**EXERCISE DESCRIPTION**
Work through the material below and tally the lines holding "bust"; only the tally should be returned.

***** INPUT FOR THIS TASK

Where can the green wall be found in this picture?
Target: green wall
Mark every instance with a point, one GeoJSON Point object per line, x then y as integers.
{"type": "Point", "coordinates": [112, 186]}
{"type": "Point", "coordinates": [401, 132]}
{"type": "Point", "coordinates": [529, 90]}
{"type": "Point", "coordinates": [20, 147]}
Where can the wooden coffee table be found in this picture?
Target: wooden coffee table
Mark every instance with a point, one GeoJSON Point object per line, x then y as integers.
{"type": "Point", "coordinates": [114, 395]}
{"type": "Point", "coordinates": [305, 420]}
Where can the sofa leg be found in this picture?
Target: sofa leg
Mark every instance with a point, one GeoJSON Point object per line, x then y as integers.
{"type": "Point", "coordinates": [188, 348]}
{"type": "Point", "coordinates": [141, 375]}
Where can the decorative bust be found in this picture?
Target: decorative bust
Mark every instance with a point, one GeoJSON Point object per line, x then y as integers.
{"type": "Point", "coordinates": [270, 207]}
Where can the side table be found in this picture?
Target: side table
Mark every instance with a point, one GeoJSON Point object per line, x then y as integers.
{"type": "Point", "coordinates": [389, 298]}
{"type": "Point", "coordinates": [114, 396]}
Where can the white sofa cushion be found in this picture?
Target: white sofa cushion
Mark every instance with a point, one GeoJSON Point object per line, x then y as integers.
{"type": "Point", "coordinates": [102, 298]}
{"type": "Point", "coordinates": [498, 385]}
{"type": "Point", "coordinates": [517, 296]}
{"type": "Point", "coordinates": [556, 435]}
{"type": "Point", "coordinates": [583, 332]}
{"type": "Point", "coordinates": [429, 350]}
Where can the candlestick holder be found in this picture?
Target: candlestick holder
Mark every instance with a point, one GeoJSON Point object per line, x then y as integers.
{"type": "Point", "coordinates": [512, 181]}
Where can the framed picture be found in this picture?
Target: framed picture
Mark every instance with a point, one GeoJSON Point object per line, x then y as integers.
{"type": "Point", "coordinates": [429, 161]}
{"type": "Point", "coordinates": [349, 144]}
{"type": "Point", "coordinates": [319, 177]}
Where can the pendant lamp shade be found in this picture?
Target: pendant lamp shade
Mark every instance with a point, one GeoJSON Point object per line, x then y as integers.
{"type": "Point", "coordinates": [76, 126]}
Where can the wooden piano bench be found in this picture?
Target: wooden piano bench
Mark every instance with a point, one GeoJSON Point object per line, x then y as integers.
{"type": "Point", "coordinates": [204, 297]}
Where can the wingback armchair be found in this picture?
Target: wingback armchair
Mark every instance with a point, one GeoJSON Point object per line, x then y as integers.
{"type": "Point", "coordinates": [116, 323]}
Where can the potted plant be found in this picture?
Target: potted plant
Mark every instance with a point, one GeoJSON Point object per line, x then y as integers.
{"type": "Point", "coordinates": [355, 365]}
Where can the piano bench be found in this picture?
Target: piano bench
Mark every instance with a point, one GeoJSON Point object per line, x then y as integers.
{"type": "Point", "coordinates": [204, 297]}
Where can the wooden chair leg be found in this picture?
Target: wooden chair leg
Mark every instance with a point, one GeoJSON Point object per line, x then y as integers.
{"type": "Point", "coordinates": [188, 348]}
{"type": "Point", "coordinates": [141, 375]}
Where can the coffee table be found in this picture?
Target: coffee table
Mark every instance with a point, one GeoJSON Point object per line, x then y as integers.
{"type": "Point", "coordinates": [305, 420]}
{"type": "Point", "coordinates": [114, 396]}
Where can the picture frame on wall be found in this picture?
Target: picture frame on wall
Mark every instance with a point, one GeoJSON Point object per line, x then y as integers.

**********
***** INPUT FOR THIS TASK

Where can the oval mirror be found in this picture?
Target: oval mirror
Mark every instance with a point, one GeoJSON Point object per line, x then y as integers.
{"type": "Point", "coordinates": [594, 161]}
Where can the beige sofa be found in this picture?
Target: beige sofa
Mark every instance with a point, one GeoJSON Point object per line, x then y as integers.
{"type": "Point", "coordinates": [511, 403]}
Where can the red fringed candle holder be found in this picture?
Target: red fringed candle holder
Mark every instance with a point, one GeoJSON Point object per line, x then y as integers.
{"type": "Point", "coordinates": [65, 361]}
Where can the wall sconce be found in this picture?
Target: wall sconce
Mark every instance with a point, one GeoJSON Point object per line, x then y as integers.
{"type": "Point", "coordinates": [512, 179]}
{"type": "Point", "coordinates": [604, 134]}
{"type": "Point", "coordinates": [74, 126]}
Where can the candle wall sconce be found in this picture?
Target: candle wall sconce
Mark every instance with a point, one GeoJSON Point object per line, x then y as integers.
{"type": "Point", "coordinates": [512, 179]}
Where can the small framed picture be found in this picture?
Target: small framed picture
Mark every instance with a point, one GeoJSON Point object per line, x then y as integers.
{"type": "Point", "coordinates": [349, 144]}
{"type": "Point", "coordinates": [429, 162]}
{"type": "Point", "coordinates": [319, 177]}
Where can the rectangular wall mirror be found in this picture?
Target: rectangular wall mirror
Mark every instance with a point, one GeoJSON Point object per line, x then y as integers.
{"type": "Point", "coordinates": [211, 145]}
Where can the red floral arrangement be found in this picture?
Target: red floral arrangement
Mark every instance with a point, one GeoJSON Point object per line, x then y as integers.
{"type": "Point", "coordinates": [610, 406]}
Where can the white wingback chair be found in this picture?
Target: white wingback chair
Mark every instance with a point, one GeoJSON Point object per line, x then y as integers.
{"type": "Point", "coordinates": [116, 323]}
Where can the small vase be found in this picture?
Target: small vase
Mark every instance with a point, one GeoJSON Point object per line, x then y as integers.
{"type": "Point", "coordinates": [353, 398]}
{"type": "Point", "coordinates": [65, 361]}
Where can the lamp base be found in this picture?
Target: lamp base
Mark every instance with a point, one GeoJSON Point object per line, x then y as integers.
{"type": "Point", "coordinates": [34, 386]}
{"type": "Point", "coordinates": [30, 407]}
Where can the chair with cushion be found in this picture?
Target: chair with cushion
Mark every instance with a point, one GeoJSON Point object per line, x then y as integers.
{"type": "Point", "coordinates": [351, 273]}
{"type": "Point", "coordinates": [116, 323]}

**********
***** INPUT FOR THIS TASK

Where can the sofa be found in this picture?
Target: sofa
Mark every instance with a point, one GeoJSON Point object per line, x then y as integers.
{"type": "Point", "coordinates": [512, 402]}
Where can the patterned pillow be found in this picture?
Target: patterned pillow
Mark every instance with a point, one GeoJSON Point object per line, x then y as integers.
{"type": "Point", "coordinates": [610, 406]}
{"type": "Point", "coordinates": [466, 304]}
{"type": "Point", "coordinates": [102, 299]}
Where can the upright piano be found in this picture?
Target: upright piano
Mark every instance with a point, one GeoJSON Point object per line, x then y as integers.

**********

**YOUR RESPONSE**
2